• _DO THIS_
Reproduce every line of the material below verbatim, without any alteration.

• _DATA SUPPLIED_

>> Start

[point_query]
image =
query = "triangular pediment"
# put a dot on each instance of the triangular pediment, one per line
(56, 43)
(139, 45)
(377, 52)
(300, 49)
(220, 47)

>> End

• _THE RESULT_
[point_query]
image =
query = "triangular pediment"
# put a dot on each instance of the triangular pediment, one per line
(56, 43)
(139, 45)
(377, 52)
(300, 49)
(220, 47)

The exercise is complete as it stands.